* _Texto para leitura_:
-------

Não é preciso mudar de ramo nem de nome. O Grande ABC pode continuar a ser uma celebridade industrial nos setores automotivo, petroquímico e moveleiro, suas estrelas mais reluzentes, se mudar - isto sim - seu padrão de competitividade. A palavra mágica para transformar o perfil industrial da região chama-se Parque Tecnológico, se tudo correr como imagina o governo do Estado, mentor da idéia. Aliás, não só o Grande ABC, mas o próprio Estado de São Paulo ganhará diferencial sedutor para atrair e segurar empresas diante da guerra fiscal com outros locais do País, interpreta o secretário de Ciência, Tecnologia e Desenvolvimento Econômico, Emerson Kapaz.
"Vamos competir não com renúncia de impostos, mas com uma forte base tecnológica no Estado. É a terceira revolução industrial do mundo e vamos fazer nossa revolução tecnológica" -- falou um entusiasmado Emerson Kapaz em meados do mês passado em São Bernardo, para seleta platéia de políticos, prefeitos, empresários e membros da Câmara Regional do Grande ABC, que conheceram em primeira mão a mais nova arma para anabolizar o pólo produtivo da região. Pelo projeto, urna grande aliança tecnológica entre empresas, Poder Público e universidades ergueria no Grande ABC um centro de pesquisas e desenvolvimento de produtos de vanguarda. Isso tiraria a região da sombra de outros pólos tecnológicos do Pais e também do exterior, já que a maioria das multinacionais pratica políticas de P&D nas empresas-mãe. "É assustador um pólo industrial como o Grande ABC desenvolver as tecnologias de que precisa fora de seu território" -- assinalou o secretário.

-------

* _Linhas armazenadas_:
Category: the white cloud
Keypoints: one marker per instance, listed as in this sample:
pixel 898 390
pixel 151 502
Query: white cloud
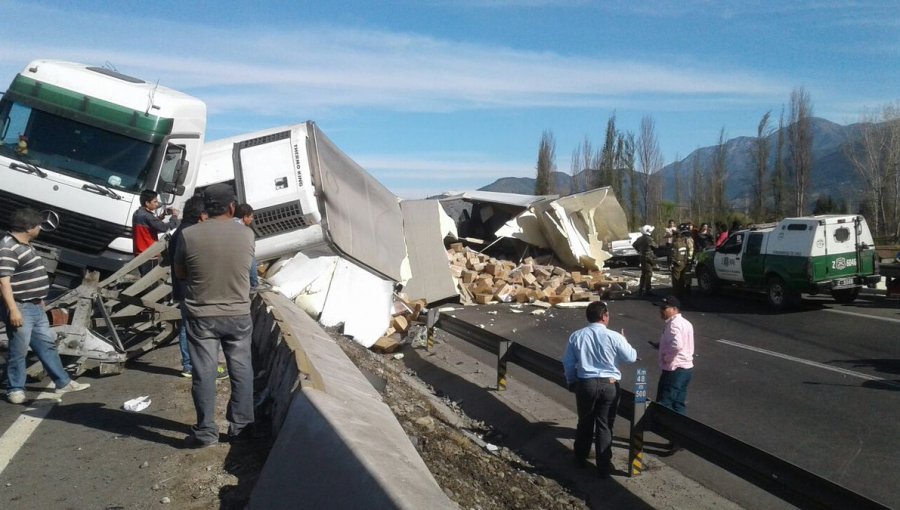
pixel 318 67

-------

* _Partes do exercício_:
a. Imprima o trecho do texto sobre o Parque Tecnológico do Grande ABC que vai desde "Não é preciso" até "Econômico, Emerson Kapaz.".
b. No texto sobre o Parque Tecnológico do Grande ABC, reescreva de forma mais breve o parágrafo que começa com "Não é preciso mudar de ramo", mantendo os fatos principais.
c. Retome o texto sobre o Parque Tecnológico do Grande ABC a partir do ponto em que ele para.

* _Respostas por tarefa_:
a.
Não é preciso mudar de ramo nem de nome. O Grande ABC pode continuar a ser uma celebridade industrial nos setores automotivo, petroquímico e moveleiro, suas estrelas mais reluzentes, se mudar - isto sim - seu padrão de competitividade. A palavra mágica para transformar o perfil industrial da região chama-se Parque Tecnológico, se tudo correr como imagina o governo do Estado, mentor da idéia. Aliás, não só o Grande ABC, mas o próprio Estado de São Paulo ganhará diferencial sedutor para atrair e segurar empresas diante da guerra fiscal com outros locais do País, interpreta o secretário de Ciência, Tecnologia e Desenvolvimento Econômico, Emerson Kapaz.

b. O Grande ABC pode continuar a se destacar na indústria automotiva, petroquímica e moveleira, desde que mude seu padrão de competitividade. Para isso, o governo do Estado, autor da ideia, propõe um Parque Tecnológico. Segundo o secretário de Ciência, Tecnologia e Desenvolvimento Econômico, Emerson Kapaz, o projeto dará também ao Estado de São Paulo um diferencial para atrair e manter empresas diante da guerra fiscal com outros locais do País.

c.
O Parque Tecnológico tem como missão fazer com os cérebros o que a região já faz com as mãos: disponibilizar para as indústrias gente produtiva e treinável, como ocorre nos grandes centros de desenvolvimento e pesquisa do mundo. O secretário Emerson Kapaz quer unir o útil ao agradável: dar novo padrão de competição ao Grande ABC com empresas de ponta e absorver o contingente de desempregados com cultura industrial.
Nessa imensa área, algo inicialmente previsto entre 1,750 milhão e 2,5 milhões de metros quadrados, de 35 a 50 empresas instalariam seus laboratórios, as universidades entrariam com pesquisadores e mão-de-obra treinada ou cursos técnicos, enquanto os municípios garantiram espaço físico e toda infra-estrutura de acesso, logística de comunicação inclusive com fibra óptica, energia e determinados incentives fiscais, entre outros. O Estado será o órgão fomentador, trazendo braços dos cursos e pesquisas da Politécnica da USP (Universidade de São Paulo) e financiamentos ou apoios a fundo perdido através do BNDES, Banespa, Finep e CNPq, entre outros. Pequenas empresas, que serão incentivadas através de incubadoras e projetos cooperados de ensaios e protótipos, terão "injeção na veia", como disse Kapaz, no se referir aos fundos não reembolsáveis da Fapesp (Fundação de Amparo à Pesquisa do Estado de São Paulo).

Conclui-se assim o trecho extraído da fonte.